-- WORK INSTRUCTION 1 --
In the update on the deficit negotiations, how much would the debt ceiling be raised immediately?
-- WORK INSTRUCTION 2 --
Reproduce the passage of the deficit-negotiations update from "Also Democrats say" to "super-committee to act.".

-- EXTRACT --
--
Midday update

Midday Update

by digby

ABC:

Sources from both parties tell ABC News that the major potential roadblock in deficit negotiations-- the triggers -- are now essentially agreed upon. The plan is for the House to vote on this tomorrow, assuming all goes according to plan.

The agreement looks like this: if the super-committee tasked with entitlement and tax reform fails to come up with $1.5 trillion in deficit reduction that passes Congress, the “neutron bomb” goes off, -- as one Democrat put it -- spending cuts that will hit the Pentagon budget most deeply, as well as Medicare providers (not beneficiaries) and other programs.

If the super-committee comes up with some deficit reduction but not $1.5 trillion, the triggers would make up the difference.

So it’s a minimum $2.7 trillion deficit reduction deal.

And the debt ceiling will be raised by $2.4 trillion in two tranches: $900 billion immediately, and the debt ceiling will be raised by an additional $1.5 trillion next year – either through passage of a Balanced Budget Amendment, which is unlikely, or with Congress voting its disapproval..

Two items still being negotiated:

1) The exact ratio of Pentagon to non-Pentagon cuts in the trigger – Democrats want 50% from the Pentagon, Republicans want less;

2) Democrats want to exempt programs for the poor from the cuts.

Also Democrats say –- if tax reform doesn’t happen through the super-committee, President Obama will veto any extension of Bush tax cuts when they come up at the end of 2012, further creating an incentive for the super-committee to act.

All sides hope this will be enough to convince the markets and ratings agencies that the federal government is serious about deficit reduction -– in order to avoid default.
--
-- RECORD EXTRACTS --
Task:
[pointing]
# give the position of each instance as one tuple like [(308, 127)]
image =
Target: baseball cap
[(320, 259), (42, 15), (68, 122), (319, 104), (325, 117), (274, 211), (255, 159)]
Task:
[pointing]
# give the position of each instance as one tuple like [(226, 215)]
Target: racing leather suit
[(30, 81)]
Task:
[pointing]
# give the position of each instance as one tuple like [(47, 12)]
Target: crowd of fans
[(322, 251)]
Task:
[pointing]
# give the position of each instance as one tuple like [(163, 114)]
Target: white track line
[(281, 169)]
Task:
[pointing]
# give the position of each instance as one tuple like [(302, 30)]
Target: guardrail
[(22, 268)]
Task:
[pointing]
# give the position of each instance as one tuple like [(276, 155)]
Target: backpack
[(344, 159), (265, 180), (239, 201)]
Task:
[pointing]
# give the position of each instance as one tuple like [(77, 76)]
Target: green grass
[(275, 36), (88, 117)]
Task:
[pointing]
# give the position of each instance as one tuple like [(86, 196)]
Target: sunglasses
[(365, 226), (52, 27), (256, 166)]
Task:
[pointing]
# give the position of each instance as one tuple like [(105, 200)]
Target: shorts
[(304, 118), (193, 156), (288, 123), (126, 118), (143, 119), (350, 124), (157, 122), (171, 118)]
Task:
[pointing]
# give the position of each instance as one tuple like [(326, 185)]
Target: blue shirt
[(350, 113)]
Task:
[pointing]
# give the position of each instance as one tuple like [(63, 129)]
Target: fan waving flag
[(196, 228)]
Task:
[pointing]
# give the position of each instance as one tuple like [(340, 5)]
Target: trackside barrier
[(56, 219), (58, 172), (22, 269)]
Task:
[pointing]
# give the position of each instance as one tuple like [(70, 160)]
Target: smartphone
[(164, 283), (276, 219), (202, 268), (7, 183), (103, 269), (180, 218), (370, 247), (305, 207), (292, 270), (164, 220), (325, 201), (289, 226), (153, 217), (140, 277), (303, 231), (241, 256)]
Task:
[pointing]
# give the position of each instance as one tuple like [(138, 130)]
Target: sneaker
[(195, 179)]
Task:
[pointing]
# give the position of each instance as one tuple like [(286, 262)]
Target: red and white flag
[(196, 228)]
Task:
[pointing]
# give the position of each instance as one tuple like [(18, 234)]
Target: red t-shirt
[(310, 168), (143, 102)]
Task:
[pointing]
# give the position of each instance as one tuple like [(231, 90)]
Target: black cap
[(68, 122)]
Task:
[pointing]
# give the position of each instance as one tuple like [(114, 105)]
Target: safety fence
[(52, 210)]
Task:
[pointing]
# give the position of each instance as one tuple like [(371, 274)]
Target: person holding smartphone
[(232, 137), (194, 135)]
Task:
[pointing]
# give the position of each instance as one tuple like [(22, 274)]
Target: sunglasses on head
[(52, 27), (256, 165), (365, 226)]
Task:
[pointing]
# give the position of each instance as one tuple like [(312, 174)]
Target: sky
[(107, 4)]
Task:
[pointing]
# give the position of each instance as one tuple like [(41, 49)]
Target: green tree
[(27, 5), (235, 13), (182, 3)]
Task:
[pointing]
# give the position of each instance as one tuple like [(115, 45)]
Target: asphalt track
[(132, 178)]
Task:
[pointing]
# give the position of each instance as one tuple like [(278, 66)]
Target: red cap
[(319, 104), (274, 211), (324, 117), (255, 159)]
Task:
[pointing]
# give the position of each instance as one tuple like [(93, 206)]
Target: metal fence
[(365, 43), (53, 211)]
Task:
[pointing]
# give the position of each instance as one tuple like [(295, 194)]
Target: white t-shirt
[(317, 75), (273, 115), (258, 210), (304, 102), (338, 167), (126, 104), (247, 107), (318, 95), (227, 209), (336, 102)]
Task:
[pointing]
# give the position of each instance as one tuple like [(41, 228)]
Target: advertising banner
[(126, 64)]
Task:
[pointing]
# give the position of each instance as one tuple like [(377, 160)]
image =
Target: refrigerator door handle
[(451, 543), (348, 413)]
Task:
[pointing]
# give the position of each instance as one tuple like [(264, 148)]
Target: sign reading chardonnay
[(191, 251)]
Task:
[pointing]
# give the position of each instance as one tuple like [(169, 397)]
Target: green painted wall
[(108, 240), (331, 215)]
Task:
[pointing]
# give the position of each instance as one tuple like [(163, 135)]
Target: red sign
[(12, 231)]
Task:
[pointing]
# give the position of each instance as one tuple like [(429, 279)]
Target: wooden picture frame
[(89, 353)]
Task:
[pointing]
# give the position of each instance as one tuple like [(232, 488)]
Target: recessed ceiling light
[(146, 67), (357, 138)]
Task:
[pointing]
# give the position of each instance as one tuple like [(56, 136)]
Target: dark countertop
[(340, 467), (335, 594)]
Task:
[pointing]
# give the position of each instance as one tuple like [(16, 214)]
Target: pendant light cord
--
-- EXERCISE RESULT 1 --
$900 billion

-- EXERCISE RESULT 2 --
Also Democrats say –- if tax reform doesn’t happen through the super-committee, President Obama will veto any extension of Bush tax cuts when they come up at the end of 2012, further creating an incentive for the super-committee to act.